▸ **TASK INSTRUCTIONS**:
Print, exactly and completely, every entry in the data.

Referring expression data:

******

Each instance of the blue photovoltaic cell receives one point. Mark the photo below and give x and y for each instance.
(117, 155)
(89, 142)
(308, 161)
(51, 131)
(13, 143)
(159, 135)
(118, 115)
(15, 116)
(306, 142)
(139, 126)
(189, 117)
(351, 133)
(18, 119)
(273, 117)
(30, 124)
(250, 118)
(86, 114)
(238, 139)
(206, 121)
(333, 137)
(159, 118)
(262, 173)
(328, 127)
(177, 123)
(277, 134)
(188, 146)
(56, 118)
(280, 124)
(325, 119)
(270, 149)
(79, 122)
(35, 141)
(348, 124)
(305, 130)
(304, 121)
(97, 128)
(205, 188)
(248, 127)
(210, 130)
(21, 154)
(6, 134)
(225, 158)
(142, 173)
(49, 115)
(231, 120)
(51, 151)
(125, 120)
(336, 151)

******

▸ **FINISHED EXERCISE**:
Each instance of the blue photovoltaic cell receives one point. Mark the photo below and give x and y for each instance.
(117, 155)
(89, 142)
(308, 161)
(51, 131)
(13, 143)
(159, 135)
(118, 115)
(15, 116)
(306, 142)
(139, 126)
(189, 117)
(351, 133)
(18, 119)
(273, 117)
(30, 124)
(250, 118)
(86, 114)
(238, 139)
(206, 121)
(333, 137)
(159, 118)
(262, 173)
(328, 127)
(177, 123)
(277, 134)
(188, 146)
(56, 118)
(280, 124)
(325, 119)
(270, 149)
(79, 122)
(35, 141)
(348, 124)
(305, 130)
(304, 121)
(97, 128)
(205, 188)
(248, 127)
(210, 130)
(21, 154)
(6, 134)
(225, 158)
(142, 173)
(49, 115)
(231, 120)
(51, 151)
(125, 120)
(336, 151)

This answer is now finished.